## Instructions for the task
Repeat every entry word for word, but leave the images out of your copy.

## Material to process

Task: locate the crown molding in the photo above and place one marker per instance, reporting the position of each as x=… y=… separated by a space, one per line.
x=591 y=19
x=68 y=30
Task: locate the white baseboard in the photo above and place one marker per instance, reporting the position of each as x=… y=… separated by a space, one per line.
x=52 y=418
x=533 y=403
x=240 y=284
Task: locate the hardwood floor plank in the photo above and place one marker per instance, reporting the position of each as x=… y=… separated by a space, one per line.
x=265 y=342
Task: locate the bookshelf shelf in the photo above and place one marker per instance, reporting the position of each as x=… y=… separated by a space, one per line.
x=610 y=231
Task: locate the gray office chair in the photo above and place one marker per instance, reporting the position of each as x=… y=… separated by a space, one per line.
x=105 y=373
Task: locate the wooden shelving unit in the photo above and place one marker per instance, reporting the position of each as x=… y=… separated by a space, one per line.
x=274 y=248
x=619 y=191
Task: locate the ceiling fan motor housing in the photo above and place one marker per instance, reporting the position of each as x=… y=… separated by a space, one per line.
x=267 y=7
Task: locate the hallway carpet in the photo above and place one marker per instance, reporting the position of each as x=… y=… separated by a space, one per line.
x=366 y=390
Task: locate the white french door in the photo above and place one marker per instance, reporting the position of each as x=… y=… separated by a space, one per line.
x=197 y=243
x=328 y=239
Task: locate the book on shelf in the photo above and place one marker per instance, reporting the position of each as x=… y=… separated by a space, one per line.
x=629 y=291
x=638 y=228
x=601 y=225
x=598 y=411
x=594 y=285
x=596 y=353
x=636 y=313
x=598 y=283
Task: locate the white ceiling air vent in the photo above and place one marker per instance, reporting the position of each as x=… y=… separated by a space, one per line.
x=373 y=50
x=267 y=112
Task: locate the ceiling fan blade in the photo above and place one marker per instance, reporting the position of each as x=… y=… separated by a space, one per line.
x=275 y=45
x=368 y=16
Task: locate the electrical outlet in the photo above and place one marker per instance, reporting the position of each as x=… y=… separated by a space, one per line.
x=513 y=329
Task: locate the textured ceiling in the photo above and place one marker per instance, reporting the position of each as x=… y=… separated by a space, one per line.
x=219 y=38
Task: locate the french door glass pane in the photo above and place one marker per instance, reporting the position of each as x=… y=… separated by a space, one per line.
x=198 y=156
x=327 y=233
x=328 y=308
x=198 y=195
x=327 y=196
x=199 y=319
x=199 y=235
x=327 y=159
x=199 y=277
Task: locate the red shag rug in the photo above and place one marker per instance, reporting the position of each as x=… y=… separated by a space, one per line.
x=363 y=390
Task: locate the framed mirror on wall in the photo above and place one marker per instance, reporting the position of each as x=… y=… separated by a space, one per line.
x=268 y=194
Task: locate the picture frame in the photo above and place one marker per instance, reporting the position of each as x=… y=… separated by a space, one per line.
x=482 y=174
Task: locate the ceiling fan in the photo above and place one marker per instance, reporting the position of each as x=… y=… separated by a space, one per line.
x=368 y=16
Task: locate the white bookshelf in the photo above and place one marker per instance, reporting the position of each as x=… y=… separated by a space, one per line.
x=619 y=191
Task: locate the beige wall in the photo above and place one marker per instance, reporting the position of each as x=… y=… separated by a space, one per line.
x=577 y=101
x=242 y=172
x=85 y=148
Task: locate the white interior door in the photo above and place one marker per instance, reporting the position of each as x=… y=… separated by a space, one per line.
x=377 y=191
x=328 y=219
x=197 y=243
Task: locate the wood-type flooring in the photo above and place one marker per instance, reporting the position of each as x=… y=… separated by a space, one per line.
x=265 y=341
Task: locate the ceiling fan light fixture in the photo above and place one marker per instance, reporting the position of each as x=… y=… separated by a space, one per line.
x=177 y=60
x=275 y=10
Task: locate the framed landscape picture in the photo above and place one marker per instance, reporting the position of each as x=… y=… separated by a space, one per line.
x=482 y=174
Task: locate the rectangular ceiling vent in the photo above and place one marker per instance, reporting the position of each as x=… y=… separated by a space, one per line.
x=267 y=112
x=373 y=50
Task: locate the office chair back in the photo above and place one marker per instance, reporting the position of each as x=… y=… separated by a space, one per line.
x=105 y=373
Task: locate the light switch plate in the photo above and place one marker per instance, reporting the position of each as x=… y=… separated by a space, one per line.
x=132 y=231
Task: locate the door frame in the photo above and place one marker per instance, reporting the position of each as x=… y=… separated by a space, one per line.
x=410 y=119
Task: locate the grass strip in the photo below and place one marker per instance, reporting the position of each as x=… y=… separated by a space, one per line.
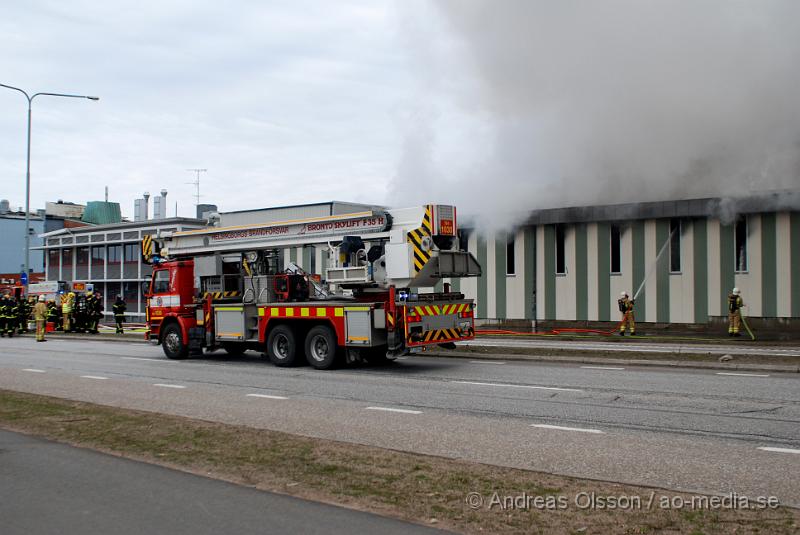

## Your solution
Task: locate the crown molding in the photo above and place one marker per instance, reporting the position of each as x=… y=… separated by a space, one per line.
x=591 y=19
x=68 y=30
Task: locate the white baseboard in the photo above and place one marker per instance, reporting the position of each as x=… y=… separated by a space, one per line.
x=52 y=418
x=533 y=403
x=240 y=284
Task: locate the hardwood floor plank in the photo above and place one marker per instance, reporting the position of each as x=… y=… separated by a space, one per line.
x=265 y=342
Task: locate the bookshelf shelf in the photo above and place one marker per instance, reporting the position of each as x=… y=… separated by a space, one per line.
x=610 y=231
Task: locate the gray office chair in the photo above and place one marker per instance, reporting the position of each as x=… y=… separated by a space, one per line.
x=105 y=373
Task: locate the wooden shelving unit in the photo above and place one marker per instance, reporting the position of each as x=… y=… separated by a space, one per line.
x=274 y=248
x=619 y=191
Task: locate the ceiling fan motor housing in the photo above and place one marker per instance, reporting the position of each as x=… y=… separated by a space, one per line.
x=267 y=7
Task: locate the hallway carpet in the photo above and place one marker per instance, reporting the position of each as x=… y=… separated by a space, one per line.
x=366 y=390
Task: locate the white french door in the photo above and place one marker per instance, reporting the position of each as x=… y=… separated by a space, one per line.
x=197 y=243
x=328 y=239
Task: locate the book on shelf in the photo above and place one marker per instance, reporting the position of each as x=… y=… separated by a space, one per line.
x=629 y=291
x=638 y=228
x=601 y=225
x=598 y=411
x=594 y=285
x=596 y=353
x=636 y=313
x=598 y=283
Task: locate the white ceiling air vent in the photo above and place one marker per instance, reporting the position of each as x=… y=… separated by a space, one per line.
x=373 y=50
x=267 y=112
Task: locate the ceiling fan blade in the photo above and place one marker per instance, reporting the position of each as x=… y=… separated by a space, one per line.
x=275 y=45
x=368 y=16
Task: locate the electrical outlet in the photo above and place one marker per instance, reporting the position of each as x=… y=… separated by a space, one per line.
x=513 y=329
Task: locate the textured ceiling in the photo above and place one marker per instance, reporting the position of each as x=… y=… separated by a space, one per line.
x=219 y=38
Task: locate the french door glass pane in the photo above and place one marker per instance, reporting the position of each as x=… y=… separated by a space, one per line.
x=198 y=156
x=327 y=233
x=328 y=308
x=198 y=195
x=327 y=196
x=199 y=319
x=199 y=235
x=327 y=159
x=199 y=277
Task: locate the red shag rug in the photo above and place one marker per instance, reporting the position of each as x=… y=… separated by a space, one per line.
x=363 y=390
Task: locate the framed mirror on wall in the photo above and place one marker per instance, reporting the position of each as x=… y=… separated by a space, one per line.
x=268 y=194
Task: locate the picture frame in the photo above and place one marker per instance, reporting the position of each as x=… y=… separated by a space, one per line.
x=482 y=174
Task: locate the ceiling fan in the photo above and place one marker per instance, reporting the position of each as x=… y=… separated by a space, one per line.
x=368 y=16
Task: locate the white bookshelf in the photo above and place one marker per instance, reporting the position of each as x=… y=… separated by a space, one per line.
x=619 y=191
Task: locate the beige wall in the photo above and place one marker per instance, reporting the position of each as x=… y=… separated by a space, one per line.
x=577 y=101
x=242 y=172
x=85 y=148
Task: locate the white interior door in the photo above and place one marker per instance, reporting the position of each as x=… y=… separated by a space, one per line.
x=377 y=191
x=328 y=219
x=197 y=243
Task: locate the wood-type flooring in the photo above and place one marker per instance, reporting the position of each as x=… y=… separated by a space, one per line.
x=265 y=341
Task: locate the ceiling fan light fixture in the photo above and place one marker per instance, reporting the position of each as x=… y=… separated by a space, one per line.
x=177 y=60
x=275 y=10
Task: locate the framed landscape picture in the photo above and place one marker per instance, reporting the position of each as x=… y=… separated by a space, one per line.
x=482 y=174
Task: locate the rectangular ceiling vent in the photo above and place one marker per instance, reporting the position of each as x=… y=… separated by a space, one per line.
x=267 y=112
x=373 y=50
Task: locate the office chair back in the photo above and place one marker per instance, reporting the position of each as x=… y=… separated by a space, one per line.
x=105 y=373
Task: locate the light switch plate in the photo above and place one marker per instance, reporting the position of each as x=… y=… separated by a space, one per line.
x=132 y=231
Task: locate the door frame in the photo above and place one marker per instance, reporting the position of each as x=… y=… separated by a space, one per line.
x=410 y=119
Task: locate the grass strip in the photo below and place one marker per instance, reporting the position of each as x=… y=… separated by a space, one per line.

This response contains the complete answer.